## [DATA EXCERPTS]
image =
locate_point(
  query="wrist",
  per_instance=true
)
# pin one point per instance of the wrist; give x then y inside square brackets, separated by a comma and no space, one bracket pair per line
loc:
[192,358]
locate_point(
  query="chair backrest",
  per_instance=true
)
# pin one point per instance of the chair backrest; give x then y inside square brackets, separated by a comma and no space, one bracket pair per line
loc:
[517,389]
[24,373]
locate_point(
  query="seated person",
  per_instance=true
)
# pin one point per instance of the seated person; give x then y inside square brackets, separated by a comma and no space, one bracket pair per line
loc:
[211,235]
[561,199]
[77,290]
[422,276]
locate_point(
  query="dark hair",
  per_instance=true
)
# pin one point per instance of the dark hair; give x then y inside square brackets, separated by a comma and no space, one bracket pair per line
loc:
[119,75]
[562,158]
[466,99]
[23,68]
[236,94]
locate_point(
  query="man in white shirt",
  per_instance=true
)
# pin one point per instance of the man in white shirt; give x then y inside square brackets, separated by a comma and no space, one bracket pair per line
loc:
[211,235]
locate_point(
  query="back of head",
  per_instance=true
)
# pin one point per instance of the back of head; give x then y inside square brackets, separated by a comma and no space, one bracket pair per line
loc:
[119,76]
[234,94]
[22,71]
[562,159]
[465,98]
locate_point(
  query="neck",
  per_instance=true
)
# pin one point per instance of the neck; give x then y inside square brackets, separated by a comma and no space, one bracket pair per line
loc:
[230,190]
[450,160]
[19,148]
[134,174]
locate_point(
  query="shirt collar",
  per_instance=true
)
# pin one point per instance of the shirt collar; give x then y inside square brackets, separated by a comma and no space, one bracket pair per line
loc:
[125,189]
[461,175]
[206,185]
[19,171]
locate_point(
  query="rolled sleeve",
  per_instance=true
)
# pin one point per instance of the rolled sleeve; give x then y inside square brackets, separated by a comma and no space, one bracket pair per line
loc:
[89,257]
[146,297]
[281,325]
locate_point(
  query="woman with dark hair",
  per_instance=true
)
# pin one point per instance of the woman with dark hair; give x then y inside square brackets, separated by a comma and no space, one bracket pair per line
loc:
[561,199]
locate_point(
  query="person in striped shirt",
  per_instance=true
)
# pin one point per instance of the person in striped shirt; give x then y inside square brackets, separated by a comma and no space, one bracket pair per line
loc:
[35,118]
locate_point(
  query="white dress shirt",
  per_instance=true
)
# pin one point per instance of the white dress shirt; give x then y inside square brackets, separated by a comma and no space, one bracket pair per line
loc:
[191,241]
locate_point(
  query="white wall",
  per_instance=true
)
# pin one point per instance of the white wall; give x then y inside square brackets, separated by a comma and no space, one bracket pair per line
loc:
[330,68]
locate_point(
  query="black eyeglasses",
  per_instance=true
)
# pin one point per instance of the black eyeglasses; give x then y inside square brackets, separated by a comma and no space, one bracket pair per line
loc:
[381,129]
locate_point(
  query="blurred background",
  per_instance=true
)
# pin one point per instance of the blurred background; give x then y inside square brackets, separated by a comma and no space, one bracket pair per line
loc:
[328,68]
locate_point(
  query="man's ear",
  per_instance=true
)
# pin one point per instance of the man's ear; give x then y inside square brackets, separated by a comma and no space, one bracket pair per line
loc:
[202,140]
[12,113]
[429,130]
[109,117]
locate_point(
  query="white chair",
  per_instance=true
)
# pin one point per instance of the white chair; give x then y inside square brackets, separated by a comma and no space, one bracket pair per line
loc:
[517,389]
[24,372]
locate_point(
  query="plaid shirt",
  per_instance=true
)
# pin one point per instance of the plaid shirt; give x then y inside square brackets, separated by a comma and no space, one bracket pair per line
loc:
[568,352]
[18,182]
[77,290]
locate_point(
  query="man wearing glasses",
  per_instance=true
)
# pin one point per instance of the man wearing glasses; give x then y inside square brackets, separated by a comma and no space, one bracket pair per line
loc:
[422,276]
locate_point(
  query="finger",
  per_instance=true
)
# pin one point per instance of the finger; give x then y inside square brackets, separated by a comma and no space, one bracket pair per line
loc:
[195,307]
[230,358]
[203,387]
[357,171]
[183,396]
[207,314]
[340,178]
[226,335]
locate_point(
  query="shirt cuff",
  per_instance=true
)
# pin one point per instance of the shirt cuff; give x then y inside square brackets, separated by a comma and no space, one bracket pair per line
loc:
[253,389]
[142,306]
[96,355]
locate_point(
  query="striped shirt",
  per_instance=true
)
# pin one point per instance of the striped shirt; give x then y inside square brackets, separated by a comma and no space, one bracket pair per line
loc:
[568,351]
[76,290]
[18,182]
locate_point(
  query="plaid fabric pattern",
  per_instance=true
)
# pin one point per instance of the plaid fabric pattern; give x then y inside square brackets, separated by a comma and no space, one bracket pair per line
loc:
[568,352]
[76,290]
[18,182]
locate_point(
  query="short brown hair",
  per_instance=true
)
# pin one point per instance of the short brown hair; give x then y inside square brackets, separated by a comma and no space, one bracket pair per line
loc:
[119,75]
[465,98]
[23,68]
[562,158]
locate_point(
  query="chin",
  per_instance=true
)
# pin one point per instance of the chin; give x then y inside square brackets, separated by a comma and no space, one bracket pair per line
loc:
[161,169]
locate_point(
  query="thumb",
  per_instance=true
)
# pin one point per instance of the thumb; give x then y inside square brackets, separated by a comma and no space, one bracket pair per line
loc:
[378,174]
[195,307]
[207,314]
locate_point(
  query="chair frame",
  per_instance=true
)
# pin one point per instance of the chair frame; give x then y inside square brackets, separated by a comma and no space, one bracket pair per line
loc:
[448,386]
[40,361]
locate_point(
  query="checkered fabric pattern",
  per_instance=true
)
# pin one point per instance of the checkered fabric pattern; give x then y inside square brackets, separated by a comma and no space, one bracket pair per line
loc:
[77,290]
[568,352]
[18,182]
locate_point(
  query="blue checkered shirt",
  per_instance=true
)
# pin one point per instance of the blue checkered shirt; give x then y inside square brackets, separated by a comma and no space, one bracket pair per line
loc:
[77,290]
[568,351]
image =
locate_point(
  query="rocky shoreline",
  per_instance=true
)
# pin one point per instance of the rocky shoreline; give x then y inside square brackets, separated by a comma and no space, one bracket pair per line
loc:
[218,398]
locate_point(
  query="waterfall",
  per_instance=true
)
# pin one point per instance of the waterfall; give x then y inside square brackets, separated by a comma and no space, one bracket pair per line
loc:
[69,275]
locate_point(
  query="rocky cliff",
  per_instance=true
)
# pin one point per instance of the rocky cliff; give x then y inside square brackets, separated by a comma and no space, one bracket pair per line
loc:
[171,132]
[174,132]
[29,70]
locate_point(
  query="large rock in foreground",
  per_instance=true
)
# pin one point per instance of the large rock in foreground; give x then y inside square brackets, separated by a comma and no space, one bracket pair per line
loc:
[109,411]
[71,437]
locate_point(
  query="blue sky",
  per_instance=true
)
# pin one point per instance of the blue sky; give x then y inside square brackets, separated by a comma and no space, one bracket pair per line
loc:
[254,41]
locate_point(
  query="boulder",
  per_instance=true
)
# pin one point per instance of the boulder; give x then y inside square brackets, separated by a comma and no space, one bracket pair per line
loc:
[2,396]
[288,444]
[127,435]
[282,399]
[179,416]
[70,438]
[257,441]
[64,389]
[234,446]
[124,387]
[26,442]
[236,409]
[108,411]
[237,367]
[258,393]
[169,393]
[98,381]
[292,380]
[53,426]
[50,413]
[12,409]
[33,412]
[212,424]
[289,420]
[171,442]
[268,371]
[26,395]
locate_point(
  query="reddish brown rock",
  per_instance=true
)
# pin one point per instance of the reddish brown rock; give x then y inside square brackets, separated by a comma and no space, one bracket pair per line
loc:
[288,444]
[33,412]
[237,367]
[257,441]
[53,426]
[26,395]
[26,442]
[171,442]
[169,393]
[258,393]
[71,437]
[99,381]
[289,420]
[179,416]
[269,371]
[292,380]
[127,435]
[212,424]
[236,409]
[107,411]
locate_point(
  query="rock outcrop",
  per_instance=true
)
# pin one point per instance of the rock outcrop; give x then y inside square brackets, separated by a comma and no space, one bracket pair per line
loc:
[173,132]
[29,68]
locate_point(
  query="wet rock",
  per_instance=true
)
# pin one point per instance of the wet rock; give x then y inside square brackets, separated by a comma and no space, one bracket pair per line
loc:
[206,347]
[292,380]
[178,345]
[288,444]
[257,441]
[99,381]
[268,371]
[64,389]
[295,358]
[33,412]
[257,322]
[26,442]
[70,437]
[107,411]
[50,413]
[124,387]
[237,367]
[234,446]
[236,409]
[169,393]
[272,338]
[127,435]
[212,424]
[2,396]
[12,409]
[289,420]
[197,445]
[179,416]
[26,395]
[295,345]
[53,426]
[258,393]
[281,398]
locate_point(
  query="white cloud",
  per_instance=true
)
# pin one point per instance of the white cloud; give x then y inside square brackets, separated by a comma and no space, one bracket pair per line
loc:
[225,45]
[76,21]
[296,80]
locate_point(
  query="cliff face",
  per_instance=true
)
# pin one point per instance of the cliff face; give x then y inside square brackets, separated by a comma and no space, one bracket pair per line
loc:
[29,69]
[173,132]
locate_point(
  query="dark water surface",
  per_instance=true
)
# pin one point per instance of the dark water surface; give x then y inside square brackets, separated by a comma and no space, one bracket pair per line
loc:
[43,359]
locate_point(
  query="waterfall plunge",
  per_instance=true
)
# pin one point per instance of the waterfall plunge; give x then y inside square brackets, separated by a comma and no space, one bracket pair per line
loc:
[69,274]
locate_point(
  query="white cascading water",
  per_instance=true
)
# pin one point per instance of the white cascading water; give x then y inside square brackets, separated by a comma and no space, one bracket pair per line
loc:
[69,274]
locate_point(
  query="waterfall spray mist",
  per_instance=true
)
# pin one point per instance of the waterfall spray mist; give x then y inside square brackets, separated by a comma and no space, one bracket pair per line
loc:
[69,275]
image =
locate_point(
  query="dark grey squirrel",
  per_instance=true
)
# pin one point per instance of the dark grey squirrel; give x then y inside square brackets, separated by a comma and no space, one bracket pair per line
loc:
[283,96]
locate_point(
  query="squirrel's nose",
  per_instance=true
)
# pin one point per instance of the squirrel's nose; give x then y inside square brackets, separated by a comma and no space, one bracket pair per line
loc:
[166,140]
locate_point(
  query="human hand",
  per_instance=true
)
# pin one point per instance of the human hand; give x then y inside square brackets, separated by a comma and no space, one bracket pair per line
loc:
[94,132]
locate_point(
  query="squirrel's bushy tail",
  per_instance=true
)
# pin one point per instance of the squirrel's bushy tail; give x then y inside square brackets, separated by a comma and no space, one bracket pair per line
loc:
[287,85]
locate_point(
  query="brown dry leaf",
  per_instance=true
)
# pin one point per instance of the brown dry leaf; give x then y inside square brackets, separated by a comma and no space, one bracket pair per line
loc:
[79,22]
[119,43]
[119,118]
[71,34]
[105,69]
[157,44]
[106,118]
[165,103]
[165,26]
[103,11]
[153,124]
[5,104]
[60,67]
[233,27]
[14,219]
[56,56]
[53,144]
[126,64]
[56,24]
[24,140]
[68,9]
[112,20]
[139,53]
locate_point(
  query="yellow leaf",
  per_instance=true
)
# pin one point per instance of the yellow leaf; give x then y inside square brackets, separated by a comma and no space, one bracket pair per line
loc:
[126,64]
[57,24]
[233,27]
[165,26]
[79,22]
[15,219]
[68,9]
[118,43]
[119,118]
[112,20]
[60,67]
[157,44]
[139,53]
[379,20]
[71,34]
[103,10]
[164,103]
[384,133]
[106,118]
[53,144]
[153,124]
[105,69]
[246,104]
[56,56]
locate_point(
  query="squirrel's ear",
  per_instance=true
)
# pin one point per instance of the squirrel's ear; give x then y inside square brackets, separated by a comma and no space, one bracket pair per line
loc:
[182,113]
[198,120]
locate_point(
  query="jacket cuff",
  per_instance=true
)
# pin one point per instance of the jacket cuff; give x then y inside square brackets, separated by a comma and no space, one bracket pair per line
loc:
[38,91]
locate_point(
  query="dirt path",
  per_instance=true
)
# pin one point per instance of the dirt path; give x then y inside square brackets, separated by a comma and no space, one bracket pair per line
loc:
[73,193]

## [TASK BRIEF]
Pick out every line above that holds the word "backrest" and copy it.

## [ANSWER TO THE PROBLEM]
  query="chair backrest",
# pin one point per instance of the chair backrest; give x then y inside square brackets, separated by a comma and no space, one bracket pair per line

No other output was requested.